* **What needs to be done**
Set out the records below as a numbered list, skipping blank lines. Leave the pictures out of your answer.

────────────────────

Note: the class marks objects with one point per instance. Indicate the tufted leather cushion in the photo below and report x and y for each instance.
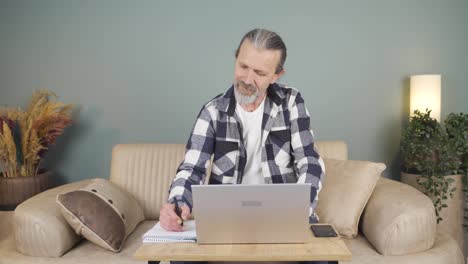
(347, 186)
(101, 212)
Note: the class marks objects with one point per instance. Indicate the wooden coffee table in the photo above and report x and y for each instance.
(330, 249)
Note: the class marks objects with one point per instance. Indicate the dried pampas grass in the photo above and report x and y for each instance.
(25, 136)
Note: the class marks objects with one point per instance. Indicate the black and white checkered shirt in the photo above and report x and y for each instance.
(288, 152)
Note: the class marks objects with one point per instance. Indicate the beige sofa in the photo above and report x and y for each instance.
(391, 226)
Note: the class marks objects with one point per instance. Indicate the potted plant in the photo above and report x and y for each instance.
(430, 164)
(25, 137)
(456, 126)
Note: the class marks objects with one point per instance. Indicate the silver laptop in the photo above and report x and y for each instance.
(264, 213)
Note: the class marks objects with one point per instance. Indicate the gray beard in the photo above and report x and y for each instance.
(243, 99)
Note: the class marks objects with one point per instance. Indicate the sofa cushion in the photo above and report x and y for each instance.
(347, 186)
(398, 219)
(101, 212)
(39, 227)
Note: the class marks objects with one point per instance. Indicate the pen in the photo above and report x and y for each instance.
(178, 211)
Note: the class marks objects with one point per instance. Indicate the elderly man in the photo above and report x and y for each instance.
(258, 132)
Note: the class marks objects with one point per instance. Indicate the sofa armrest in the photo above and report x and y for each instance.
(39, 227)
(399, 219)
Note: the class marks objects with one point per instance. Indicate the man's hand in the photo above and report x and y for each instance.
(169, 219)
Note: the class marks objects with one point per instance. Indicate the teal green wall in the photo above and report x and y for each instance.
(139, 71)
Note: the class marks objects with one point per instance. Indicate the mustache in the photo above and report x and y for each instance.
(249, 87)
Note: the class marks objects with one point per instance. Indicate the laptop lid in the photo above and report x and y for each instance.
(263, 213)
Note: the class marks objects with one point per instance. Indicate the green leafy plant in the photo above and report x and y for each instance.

────────────────────

* **Right answer**
1. Note: the class marks objects with one point per instance. Indicate the tufted leather cushion in the photo below and report x and y for each instance.
2. (347, 186)
3. (101, 212)
4. Note: the class marks objects with one point per instance. Indicate the wooden coffee table in the photo above and report x and y for each instance.
5. (330, 249)
6. Note: the class marks objects with one point per instance. Indicate the dried pampas grass in the photo above and report x and y for each instance.
7. (25, 136)
8. Note: the class marks objects with one point per instance. Indicate the black and white checkered shirt in the photo above and report x and y for each instance.
9. (288, 152)
10. Note: the class marks objects with one point per instance. Indicate the beige sofa in the photo above and report x and y for each instance.
11. (391, 226)
12. Note: the class marks objects with one point per instance. Indicate the potted plant in the photo above and report x and y for each instance.
13. (430, 164)
14. (25, 137)
15. (456, 126)
16. Note: the class marks objects with one point per instance. Indicate the silver laptop in the photo above and report x and y for each instance.
17. (264, 213)
18. Note: the class marks objects with one point per instance. Indicate the gray beard in the photo above and report x and y for each instance.
19. (243, 99)
20. Note: the class marks objects with one point per instance. Indicate the sofa cushion in the photo above and report x and y for each instance.
21. (347, 186)
22. (398, 219)
23. (101, 212)
24. (39, 227)
25. Note: the class marks objects with one point per instance. Indicate the pen in the photo above and report x and y for each instance.
26. (178, 211)
27. Note: the class marks objects with one point per instance. Indicate the elderly man in the photo above and report x and y for each instance.
28. (258, 132)
29. Note: the class marks objects with one point per instance. Indicate the sofa armrest in the photo above and report x and y for each instance.
30. (39, 227)
31. (399, 219)
32. Note: the class marks objects with one point per instance. Indicate the man's hand in the photo above and report x and y for each instance.
33. (169, 219)
34. Note: the class marks objects with one point per instance. Indicate the teal green wall in the photo above and report x and y for each instance.
35. (139, 71)
36. Note: the class marks objects with one point per instance. Indicate the mustache in the photo above and report x and y for each instance.
37. (249, 87)
38. Note: the class marks objects with one point per instance. Indicate the laptop lid in the photo above and report x and y for each instance.
39. (263, 213)
40. Note: the class marks objects with one point per instance. Indicate the green leafy plant in the photo above and report x and y for each instance.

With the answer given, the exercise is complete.